* _Direction_
Output every line of the items below as a Markdown table with the columns Row and Line, numbering the rows and skipping blank lines. Omit the pictures from the table.

>>>>>

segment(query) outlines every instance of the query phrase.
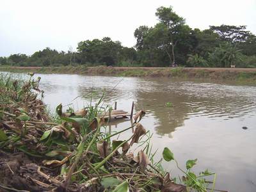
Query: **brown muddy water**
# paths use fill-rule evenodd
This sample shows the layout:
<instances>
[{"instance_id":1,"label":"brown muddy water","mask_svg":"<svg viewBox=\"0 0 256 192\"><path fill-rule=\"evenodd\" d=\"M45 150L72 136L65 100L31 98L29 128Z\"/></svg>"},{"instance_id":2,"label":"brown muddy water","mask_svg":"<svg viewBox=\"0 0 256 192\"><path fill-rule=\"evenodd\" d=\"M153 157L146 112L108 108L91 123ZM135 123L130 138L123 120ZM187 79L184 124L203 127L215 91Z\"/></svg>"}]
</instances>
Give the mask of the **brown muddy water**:
<instances>
[{"instance_id":1,"label":"brown muddy water","mask_svg":"<svg viewBox=\"0 0 256 192\"><path fill-rule=\"evenodd\" d=\"M105 92L106 104L117 101L118 109L128 112L134 101L135 110L147 113L141 122L154 133L156 160L168 147L181 167L187 159L197 158L196 172L216 172L216 189L256 191L256 86L161 78L37 76L52 110L60 103L75 109L86 106L92 92L93 101ZM167 102L173 107L165 107ZM109 128L115 131L131 122L112 124ZM128 131L119 138L131 134ZM173 163L163 166L172 177L182 175Z\"/></svg>"}]
</instances>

<<<<<

* _Worked answer_
| Row | Line |
|---|---|
| 1 | segment(query) outlines every instance of the query phrase. |
| 2 | Query: **brown muddy water** |
| 3 | # paths use fill-rule evenodd |
| 4 | This sample shows the layout: |
| 5 | <instances> |
| 6 | [{"instance_id":1,"label":"brown muddy water","mask_svg":"<svg viewBox=\"0 0 256 192\"><path fill-rule=\"evenodd\" d=\"M45 150L72 136L65 100L31 98L29 128Z\"/></svg>"},{"instance_id":2,"label":"brown muddy water","mask_svg":"<svg viewBox=\"0 0 256 192\"><path fill-rule=\"evenodd\" d=\"M153 157L146 112L108 108L91 123ZM135 123L130 138L123 120ZM187 79L184 124L203 127L215 91Z\"/></svg>"}] |
| 7 | </instances> |
| 8 | Give the mask of the **brown muddy water**: |
| 9 | <instances> |
| 10 | [{"instance_id":1,"label":"brown muddy water","mask_svg":"<svg viewBox=\"0 0 256 192\"><path fill-rule=\"evenodd\" d=\"M105 92L106 104L117 101L118 109L128 112L134 101L135 110L147 113L141 122L154 133L156 160L168 147L181 167L187 159L197 158L196 172L216 172L216 189L256 191L256 86L161 78L37 76L52 110L60 103L75 109L86 106L92 92L93 101ZM167 102L173 107L165 107ZM109 128L115 131L131 122L112 124ZM128 131L119 138L131 134ZM173 163L163 166L172 177L182 175Z\"/></svg>"}] |
| 11 | </instances> |